Supplied records:
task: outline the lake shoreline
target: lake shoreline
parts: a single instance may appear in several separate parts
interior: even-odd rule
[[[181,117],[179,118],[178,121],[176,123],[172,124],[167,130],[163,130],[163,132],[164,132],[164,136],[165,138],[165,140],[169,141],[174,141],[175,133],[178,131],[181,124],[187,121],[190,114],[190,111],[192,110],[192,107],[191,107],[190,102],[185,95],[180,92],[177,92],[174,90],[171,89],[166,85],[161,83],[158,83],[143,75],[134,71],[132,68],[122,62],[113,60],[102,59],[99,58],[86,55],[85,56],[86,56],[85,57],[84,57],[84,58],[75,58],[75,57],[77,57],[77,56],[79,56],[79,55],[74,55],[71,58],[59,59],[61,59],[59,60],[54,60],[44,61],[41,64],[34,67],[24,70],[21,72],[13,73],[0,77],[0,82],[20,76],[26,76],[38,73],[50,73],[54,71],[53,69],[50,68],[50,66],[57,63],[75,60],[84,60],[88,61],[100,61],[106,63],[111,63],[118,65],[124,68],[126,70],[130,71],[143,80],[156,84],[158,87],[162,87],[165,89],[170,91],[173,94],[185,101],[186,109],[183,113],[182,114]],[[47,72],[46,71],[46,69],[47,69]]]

---

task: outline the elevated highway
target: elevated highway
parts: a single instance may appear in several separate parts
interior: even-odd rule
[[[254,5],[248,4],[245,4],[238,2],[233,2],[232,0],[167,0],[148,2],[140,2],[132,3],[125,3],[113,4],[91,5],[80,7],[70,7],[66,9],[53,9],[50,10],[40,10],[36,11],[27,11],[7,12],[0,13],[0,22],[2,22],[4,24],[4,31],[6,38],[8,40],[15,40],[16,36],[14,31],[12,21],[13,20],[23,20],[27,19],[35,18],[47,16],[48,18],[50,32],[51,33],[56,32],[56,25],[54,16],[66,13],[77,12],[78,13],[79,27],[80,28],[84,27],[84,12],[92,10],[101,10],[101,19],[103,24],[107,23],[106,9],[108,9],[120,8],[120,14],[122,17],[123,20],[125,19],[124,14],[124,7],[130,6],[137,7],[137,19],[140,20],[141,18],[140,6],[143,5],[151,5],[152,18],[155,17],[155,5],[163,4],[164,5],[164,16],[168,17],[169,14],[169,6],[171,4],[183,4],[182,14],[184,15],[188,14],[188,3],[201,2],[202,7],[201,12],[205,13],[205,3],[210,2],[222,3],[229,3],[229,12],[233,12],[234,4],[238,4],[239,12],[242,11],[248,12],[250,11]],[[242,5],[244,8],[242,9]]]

Aim: Please count the lines in the entries above that contain the string "task" and give only the number.

Result: 2